Data extracted from a collection:
--- START ---

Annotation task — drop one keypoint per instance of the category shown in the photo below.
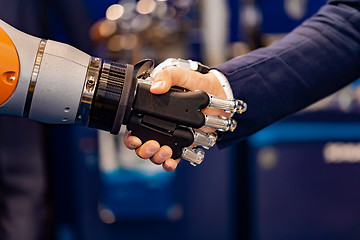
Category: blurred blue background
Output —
(296, 179)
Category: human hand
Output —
(163, 81)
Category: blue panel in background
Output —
(302, 189)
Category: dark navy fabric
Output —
(319, 57)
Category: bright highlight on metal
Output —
(34, 77)
(9, 67)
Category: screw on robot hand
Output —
(194, 155)
(205, 140)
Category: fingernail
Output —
(151, 149)
(164, 154)
(159, 84)
(133, 145)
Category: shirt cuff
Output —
(224, 83)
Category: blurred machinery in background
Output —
(288, 187)
(113, 193)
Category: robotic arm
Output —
(104, 95)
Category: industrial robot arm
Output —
(55, 83)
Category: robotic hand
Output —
(55, 83)
(176, 116)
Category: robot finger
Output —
(222, 124)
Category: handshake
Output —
(167, 123)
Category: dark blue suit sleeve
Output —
(319, 57)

--- END ---

**What this task involves**
Figure out how many lines of the data hold "dark", and answer with the number only.

**Response to the exercise**
2